Resource Guide for Family Caregivers
Seeking info & support in workplace

For many family caregivers, work is often a place of respite from the demands of caring for their family member or friend. This is especially true when they are able to talk about their caregiving responsibilities at work and when there are flexible options that allow them to respond to the emergencies or periodic intense caregiving demands.

“Coming to work and speaking with my colleagues does help.” (Faye Ferguson. 2001. Spotlight on Family Caregivers at Camosun College. Living Well, 9(1), p. 1-2.)

“Seeing the article (on family caregivers) in the Newsletter was really helpful. It felt good to know that my employer was aware of and interested in employees’ roles as a family caregiver.” (Statement by staff after an article appeared in College newsletter.).

Family caregivers repeatedly tell researchers that the invisibility of their caregiving role in the work place is a source of additional strain. Our experience here at the Family Caregivers’ Network Society is that when family caregivers can talk freely about their caregiving role with their colleagues and supervisors, it helps reduce the burden. Open communication with colleagues and supervisors is important too, if you are interested in creating any flexible work arrangements such as reduced hours of work, flex time, job sharing or taking a leave of absence.

*Data shown*:
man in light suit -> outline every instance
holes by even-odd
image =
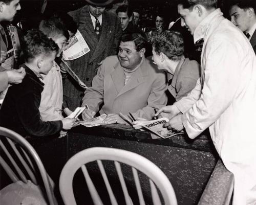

*Exercise objective*: Reproduce the family caregivers text word for word, starting at "Resource Guide for" and ending at "9(1), p. 1-2.)".

*The output*:
Resource Guide for Family Caregivers
Seeking info & support in workplace

For many family caregivers, work is often a place of respite from the demands of caring for their family member or friend. This is especially true when they are able to talk about their caregiving responsibilities at work and when there are flexible options that allow them to respond to the emergencies or periodic intense caregiving demands.

“Coming to work and speaking with my colleagues does help.” (Faye Ferguson. 2001. Spotlight on Family Caregivers at Camosun College. Living Well, 9(1), p. 1-2.)